Biped:

We consider a simple model of biped walker [1], seen as a hybrid oscillator. The figure below shows a schematic diagram of the model, where \(l\) is the length of the legs; \(M\) and \(m\) are the masses of the hip and the foot, respectively; \(\phi_1\) and \(\phi_2\) specify the angles of the swing and support legs and \(\gamma\) is the angle of the slope.


This model exhibits a stable limit-cycle oscillation for appropriate parameter values that corresponds to periodic movements of the legs. The model has a unique mode (\(U=\{1\}\)) and a continuous state variable \(\textbf{x}(t) = (\phi_1(t), \overset{.}{\phi_1}(t), \phi_2 (t), \overset{.}{\phi_2} (t))^\top\). The dynamics is described by: \begin{equation} \textit{f}(\textbf{x}) = \begin{pmatrix} \overset{.}{\phi_1} \\ sin(\phi_1-\gamma)\\ \overset{.}{\phi_2}\\ sin(\phi_1 - \gamma) + \overset{.}{\phi_1^{2}} sin \phi_2 - cos (\phi_1 - \gamma) sin \phi_2 \end{pmatrix} \end{equation} \begin{equation} Reset(\textbf{x}) = \begin{pmatrix} -\phi_1\\ \overset{.}{\phi_1}sin(2\phi_1)\\ -2\phi_1\\ \overset{.}{\phi_1 }cos 2\phi_1 ( 1 - cos 2\phi_1 ) \end{pmatrix} \end{equation} \begin{equation} Guard(\textbf{x})=0 \equiv (2\phi_1 - \phi_2 =0\ \wedge \phi_2< -\delta) , \end{equation} We consider: \(\gamma=0.009\), \(\delta=0.1\) and initial condition \(x(0) = (0.009, -0.05869, -0.0009629, -0.3432) \) (See [2]).

**Raw data:**
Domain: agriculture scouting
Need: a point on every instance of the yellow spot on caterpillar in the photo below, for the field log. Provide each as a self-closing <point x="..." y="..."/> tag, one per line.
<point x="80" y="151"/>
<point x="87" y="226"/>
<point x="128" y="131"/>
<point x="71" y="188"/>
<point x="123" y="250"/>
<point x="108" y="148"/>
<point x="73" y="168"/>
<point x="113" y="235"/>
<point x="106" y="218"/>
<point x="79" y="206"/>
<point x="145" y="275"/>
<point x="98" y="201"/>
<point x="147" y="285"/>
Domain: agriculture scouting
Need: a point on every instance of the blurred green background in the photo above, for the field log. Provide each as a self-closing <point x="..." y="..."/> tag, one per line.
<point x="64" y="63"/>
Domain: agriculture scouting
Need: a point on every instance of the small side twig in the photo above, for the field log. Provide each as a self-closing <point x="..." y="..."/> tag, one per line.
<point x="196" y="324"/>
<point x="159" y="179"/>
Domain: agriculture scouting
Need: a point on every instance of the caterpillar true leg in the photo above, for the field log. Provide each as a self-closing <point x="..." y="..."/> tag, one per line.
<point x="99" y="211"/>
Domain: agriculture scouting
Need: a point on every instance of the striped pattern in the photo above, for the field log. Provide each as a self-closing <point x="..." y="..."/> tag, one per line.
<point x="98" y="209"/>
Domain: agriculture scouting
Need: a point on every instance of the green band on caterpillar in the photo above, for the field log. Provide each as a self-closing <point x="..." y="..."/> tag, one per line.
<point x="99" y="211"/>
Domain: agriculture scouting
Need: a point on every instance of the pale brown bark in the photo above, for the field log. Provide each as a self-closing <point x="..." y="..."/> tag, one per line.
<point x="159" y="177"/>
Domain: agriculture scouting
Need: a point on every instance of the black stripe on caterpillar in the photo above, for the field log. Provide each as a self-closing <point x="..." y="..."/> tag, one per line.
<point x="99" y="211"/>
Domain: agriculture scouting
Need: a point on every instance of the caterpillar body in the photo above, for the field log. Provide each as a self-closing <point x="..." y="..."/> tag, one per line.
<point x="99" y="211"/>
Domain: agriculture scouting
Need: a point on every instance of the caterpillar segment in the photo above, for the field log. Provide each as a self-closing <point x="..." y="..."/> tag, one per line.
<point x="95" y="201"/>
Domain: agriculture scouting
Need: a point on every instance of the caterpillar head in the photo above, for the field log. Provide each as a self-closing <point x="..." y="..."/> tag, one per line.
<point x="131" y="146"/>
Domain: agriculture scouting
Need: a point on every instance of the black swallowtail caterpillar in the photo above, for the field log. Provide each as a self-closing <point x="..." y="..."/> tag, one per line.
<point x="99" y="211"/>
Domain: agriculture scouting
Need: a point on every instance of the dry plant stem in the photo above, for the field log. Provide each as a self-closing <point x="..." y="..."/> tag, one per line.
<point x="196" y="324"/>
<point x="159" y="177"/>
* * *
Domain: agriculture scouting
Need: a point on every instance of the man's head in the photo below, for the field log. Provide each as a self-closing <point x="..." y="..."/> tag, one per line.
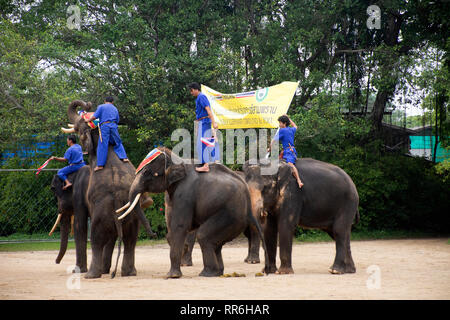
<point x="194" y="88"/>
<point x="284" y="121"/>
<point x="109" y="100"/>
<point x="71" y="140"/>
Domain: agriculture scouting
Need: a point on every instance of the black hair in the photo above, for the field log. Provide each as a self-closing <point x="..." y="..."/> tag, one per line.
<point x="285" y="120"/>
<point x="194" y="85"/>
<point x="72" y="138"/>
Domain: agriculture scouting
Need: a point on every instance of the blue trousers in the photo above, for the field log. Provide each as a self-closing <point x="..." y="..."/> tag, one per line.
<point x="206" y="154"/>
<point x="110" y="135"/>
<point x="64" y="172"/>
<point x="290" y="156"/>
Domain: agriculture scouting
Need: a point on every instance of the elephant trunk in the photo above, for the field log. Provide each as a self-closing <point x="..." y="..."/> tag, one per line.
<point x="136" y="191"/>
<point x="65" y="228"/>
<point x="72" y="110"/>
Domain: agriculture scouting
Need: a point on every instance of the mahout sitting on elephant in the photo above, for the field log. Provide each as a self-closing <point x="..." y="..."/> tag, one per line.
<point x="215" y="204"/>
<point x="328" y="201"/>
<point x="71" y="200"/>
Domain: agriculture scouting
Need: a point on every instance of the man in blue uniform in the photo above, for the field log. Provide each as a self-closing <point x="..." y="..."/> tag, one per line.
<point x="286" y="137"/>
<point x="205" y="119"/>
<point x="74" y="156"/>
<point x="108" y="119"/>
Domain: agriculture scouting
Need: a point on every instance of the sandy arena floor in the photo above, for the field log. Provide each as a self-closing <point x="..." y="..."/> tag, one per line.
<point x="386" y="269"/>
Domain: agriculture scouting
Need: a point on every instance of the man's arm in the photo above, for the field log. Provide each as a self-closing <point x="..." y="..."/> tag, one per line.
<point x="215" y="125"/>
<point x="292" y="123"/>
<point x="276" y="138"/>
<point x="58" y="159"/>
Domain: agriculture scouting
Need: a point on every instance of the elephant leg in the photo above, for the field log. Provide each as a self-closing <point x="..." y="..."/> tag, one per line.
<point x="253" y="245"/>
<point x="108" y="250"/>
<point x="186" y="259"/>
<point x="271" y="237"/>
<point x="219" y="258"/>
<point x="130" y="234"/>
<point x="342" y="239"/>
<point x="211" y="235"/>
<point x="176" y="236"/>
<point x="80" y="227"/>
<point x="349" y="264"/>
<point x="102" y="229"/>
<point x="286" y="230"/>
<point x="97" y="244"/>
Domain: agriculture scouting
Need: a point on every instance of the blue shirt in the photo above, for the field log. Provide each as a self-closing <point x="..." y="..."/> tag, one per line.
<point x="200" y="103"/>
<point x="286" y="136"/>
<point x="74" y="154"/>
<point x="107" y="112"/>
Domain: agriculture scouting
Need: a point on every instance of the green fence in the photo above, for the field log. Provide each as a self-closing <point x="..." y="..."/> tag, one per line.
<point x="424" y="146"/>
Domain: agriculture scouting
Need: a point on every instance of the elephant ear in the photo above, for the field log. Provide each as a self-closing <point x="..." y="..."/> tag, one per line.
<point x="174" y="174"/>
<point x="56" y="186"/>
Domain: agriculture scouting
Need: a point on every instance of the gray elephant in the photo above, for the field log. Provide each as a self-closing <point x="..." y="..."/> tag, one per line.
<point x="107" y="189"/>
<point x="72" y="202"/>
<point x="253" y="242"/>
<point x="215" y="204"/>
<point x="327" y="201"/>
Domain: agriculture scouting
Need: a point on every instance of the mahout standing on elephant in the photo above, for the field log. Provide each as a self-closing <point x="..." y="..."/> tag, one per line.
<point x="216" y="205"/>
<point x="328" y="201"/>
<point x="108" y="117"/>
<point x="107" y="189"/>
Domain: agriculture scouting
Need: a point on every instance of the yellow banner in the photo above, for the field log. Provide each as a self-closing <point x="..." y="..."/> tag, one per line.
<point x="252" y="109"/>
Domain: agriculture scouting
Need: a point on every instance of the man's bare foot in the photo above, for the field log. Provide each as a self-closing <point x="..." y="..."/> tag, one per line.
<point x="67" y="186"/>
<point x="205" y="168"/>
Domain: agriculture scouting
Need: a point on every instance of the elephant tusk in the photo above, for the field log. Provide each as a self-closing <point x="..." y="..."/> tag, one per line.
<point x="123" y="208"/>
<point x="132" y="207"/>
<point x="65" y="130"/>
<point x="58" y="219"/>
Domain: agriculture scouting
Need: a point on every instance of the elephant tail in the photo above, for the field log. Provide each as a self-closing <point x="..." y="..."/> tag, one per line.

**Given request:** Copy out everything from "We consider a" down to "of the slope." in the biped walker text, word for word.

**Task output:**
We consider a simple model of biped walker [1], seen as a hybrid oscillator. The figure below shows a schematic diagram of the model, where \(l\) is the length of the legs; \(M\) and \(m\) are the masses of the hip and the foot, respectively; \(\phi_1\) and \(\phi_2\) specify the angles of the swing and support legs and \(\gamma\) is the angle of the slope.